*LISTING*
━━━━━━━━━━━━━━━━━━━━

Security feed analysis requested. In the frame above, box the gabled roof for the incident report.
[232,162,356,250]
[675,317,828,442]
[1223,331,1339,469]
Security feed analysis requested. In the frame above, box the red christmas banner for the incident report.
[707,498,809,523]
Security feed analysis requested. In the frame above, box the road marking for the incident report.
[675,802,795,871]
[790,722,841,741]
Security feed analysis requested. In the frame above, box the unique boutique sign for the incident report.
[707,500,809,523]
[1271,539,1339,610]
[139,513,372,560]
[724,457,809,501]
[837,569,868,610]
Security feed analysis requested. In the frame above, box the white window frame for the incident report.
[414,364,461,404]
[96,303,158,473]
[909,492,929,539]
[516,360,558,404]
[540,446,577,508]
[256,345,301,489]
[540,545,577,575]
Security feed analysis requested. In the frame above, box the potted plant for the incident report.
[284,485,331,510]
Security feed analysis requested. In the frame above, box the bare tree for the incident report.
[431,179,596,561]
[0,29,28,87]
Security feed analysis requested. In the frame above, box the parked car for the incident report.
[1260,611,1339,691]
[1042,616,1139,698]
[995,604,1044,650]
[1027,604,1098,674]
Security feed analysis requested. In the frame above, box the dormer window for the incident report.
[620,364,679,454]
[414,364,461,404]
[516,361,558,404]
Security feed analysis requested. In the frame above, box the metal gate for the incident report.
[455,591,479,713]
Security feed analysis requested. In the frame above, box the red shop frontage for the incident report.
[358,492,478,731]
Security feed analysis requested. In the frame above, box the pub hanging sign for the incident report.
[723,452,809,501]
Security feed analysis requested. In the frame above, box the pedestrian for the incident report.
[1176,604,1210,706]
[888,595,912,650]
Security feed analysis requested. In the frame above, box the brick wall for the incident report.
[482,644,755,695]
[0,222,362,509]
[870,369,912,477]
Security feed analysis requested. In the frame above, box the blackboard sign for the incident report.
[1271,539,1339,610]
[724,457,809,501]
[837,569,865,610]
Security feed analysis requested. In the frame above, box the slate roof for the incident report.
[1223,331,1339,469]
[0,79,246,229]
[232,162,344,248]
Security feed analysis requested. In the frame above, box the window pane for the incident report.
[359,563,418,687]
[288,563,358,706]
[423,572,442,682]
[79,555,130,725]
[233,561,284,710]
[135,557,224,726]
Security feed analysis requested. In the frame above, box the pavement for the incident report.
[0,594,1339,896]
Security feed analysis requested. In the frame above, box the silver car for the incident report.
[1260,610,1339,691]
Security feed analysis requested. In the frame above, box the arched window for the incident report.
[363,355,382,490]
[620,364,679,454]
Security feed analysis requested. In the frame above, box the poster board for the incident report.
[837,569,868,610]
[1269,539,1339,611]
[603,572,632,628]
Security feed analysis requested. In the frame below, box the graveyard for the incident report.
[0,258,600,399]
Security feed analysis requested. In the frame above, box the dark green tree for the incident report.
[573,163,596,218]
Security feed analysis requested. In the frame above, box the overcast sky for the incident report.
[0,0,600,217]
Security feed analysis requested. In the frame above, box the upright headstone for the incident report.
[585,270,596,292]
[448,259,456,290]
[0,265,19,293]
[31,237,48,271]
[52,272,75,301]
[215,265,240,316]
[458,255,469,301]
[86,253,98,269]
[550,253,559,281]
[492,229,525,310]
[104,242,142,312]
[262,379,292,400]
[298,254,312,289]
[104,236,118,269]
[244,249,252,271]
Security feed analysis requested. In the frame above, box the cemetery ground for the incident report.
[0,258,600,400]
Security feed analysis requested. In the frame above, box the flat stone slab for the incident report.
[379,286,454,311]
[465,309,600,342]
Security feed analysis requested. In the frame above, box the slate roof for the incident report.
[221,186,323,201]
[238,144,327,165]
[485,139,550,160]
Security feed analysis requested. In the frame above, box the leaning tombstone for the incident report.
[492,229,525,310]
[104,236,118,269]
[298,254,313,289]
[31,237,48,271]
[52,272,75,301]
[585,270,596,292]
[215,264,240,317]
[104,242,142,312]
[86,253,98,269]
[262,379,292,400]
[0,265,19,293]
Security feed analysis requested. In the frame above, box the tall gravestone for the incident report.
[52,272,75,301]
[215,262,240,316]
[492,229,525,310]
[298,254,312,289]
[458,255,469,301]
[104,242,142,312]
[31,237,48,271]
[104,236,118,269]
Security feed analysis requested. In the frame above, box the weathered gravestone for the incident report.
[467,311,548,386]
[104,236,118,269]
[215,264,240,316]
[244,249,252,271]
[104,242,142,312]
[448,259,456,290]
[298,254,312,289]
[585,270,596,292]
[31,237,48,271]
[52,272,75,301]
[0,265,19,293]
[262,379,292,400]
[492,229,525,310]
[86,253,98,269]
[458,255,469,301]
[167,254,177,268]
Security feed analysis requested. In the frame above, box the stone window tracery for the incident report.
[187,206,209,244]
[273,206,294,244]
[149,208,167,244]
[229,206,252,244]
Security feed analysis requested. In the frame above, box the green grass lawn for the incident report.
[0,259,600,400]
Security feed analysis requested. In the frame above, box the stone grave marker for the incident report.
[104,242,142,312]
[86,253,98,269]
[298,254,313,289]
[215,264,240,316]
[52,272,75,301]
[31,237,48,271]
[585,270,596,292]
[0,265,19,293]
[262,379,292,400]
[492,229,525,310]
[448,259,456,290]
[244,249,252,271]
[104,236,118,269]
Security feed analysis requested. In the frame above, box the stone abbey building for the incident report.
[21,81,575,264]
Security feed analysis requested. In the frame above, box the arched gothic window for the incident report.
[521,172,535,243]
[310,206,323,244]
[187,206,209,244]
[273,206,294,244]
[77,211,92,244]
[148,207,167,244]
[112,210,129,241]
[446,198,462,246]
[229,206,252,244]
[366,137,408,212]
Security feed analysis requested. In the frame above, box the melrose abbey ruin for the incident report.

━━━━━━━━━━━━━━━━━━━━

*EXERCISE DESCRIPTION*
Print every line of the data above again, word for word and in the same order, with nothing altered.

*WRITTEN RESPONSE*
Security feed analysis requested. In the frame above, box the gabled roof for the incident report.
[232,162,356,250]
[675,317,828,442]
[1223,331,1339,469]
Security feed analysis requested. In the frame above, box the red christmas banner for the incident report.
[707,498,809,523]
Security feed analysis requested. In the frame above, box the road marking for the incident report.
[675,802,795,871]
[790,722,841,741]
Security feed analysis requested. In the frame above, box the unique boutique sign for the incident report.
[707,500,809,523]
[1271,539,1339,610]
[139,513,372,560]
[724,457,809,501]
[837,569,868,610]
Security feed analysis requested. In the frame above, box the white window frame for the incident report.
[414,364,461,404]
[96,303,158,473]
[909,492,929,539]
[516,360,558,404]
[540,446,577,508]
[256,345,301,489]
[540,545,577,575]
Security feed analysis requested. In the frame above, box the potted plant for the incident report.
[284,485,331,510]
Security feed analysis requested. In the frame above, box the bare tree for the incident report.
[431,179,596,561]
[0,29,28,87]
Security feed analysis requested. In the frame above, box the parked car for the incident report.
[1260,611,1339,691]
[1042,616,1139,698]
[995,604,1044,650]
[1027,604,1098,674]
Security feed analysis requested. In the frame above, box the dormer window for the incident report.
[620,364,679,454]
[414,364,461,404]
[516,361,558,404]
Security feed analysis requested. In the frame above, box the metal gate for the incident report.
[455,591,479,713]
Security feed analysis requested. In the frame above, box the red shop frontage for the incident report.
[358,492,478,731]
Security feed analysis requested. In the frame above, box the pub hanging sign for the incident report.
[723,452,809,501]
Security feed analysis requested. In the frame above, box the pedestrian for the incident report.
[1176,604,1210,706]
[888,595,912,650]
Security feed analysis requested. In the frame above, box the brick wall for the incident report.
[482,644,755,695]
[0,222,362,509]
[870,369,912,477]
Security feed analysis requested. In the frame above, box the blackboard sign for the incident report.
[1271,539,1339,610]
[724,457,809,501]
[837,569,865,610]
Security feed analysis requested. In the frame above, box the slate roof for the incident report.
[1223,331,1339,469]
[0,79,246,229]
[232,162,344,248]
Security feed analysis requested. In the frame above, box the window pane for the incident report.
[359,563,418,687]
[288,563,358,706]
[423,572,442,682]
[79,555,130,725]
[233,561,284,710]
[135,557,224,726]
Security feed analysis requested. In the frame above, box the pavement for the incident report.
[0,594,1339,896]
Security feed analysis requested. In the frame above, box the silver car for the incident report.
[1260,610,1339,691]
Security feed analysis requested. In the frame above, box the arched window for the incident report.
[363,355,382,490]
[620,364,679,454]
Security feed analysis requested. In the frame above, box the poster board for the incident report.
[837,569,868,610]
[1269,539,1339,611]
[603,572,632,628]
Security feed analysis requested. In the frame below, box the graveyard for the incident report.
[0,258,600,399]
Security feed analysis requested. In the frame above, box the dark green tree for the incident report.
[573,163,596,218]
Security feed analysis requested. In the frame above, box the overcast sky for the incident report.
[0,0,600,217]
Security feed analysis requested. In the frame above, box the upright headstone for the incident report.
[585,270,596,292]
[448,259,456,290]
[0,265,19,293]
[31,237,48,271]
[52,272,75,301]
[215,265,240,316]
[458,255,469,301]
[86,253,98,269]
[550,253,559,281]
[492,229,525,310]
[104,242,142,312]
[262,379,292,400]
[298,254,312,289]
[104,236,118,269]
[244,249,252,271]
Security feed analysis requested. In the frame above, box the cemetery ground for the incident report.
[0,258,600,400]
Security feed analysis requested. In the frame above, box the flat stone slab for the incident report.
[379,286,454,311]
[465,309,600,342]
Security feed analysis requested. In the frame above, box the slate roof for the incident report.
[221,186,323,201]
[238,144,327,165]
[485,139,550,160]
Security feed analysis requested. In the frame above, box the leaning tombstone for the incident report.
[492,229,525,310]
[104,236,118,269]
[298,254,313,289]
[31,237,48,271]
[52,272,75,301]
[585,270,596,292]
[215,264,240,317]
[104,242,142,312]
[86,253,98,269]
[262,379,292,400]
[0,265,19,293]
Security feed analysis requested. In the frame above, box the tall gravestone for the incident report.
[52,272,75,301]
[215,262,240,316]
[492,229,525,310]
[298,254,312,289]
[458,255,469,301]
[104,242,142,312]
[31,237,48,271]
[104,236,118,269]
Security feed analysis requested. In the frame above, box the weathered gravestone for the incident report.
[467,311,548,386]
[104,236,118,269]
[215,264,240,316]
[244,249,252,271]
[104,242,142,312]
[448,259,456,290]
[298,254,312,289]
[585,270,596,292]
[31,237,48,271]
[52,272,75,301]
[0,265,19,293]
[262,379,292,400]
[492,229,525,310]
[86,253,98,269]
[458,255,469,301]
[167,254,177,268]
Security feed analysis requested. In the frame above, box the stone window tracery for the incident report.
[187,206,209,244]
[273,206,294,244]
[149,208,167,244]
[229,206,252,244]
Security feed analysis requested. In the frame above, box the green grass lawn for the incident report.
[0,259,600,400]
Security feed analysis requested. In the frame above, box the stone grave marker for the incident report.
[104,242,142,312]
[86,253,98,269]
[298,254,313,289]
[215,264,240,316]
[52,272,75,301]
[31,237,48,271]
[585,270,596,292]
[0,265,19,293]
[262,379,292,400]
[492,229,525,310]
[448,259,456,290]
[244,249,252,271]
[104,236,118,269]
Security feed analysis requested. In the frame above, box the stone abbey building for the incident report.
[21,81,575,264]
Security feed analysis requested. In the frame above, box the arched gothic window for the incident report.
[521,172,535,243]
[310,206,323,244]
[187,206,209,244]
[273,206,294,244]
[77,211,92,244]
[148,207,167,244]
[112,210,129,241]
[446,198,462,246]
[229,206,252,244]
[366,137,408,212]
Security feed analysis requested. In the frame above, box the melrose abbey ruin for the incident report.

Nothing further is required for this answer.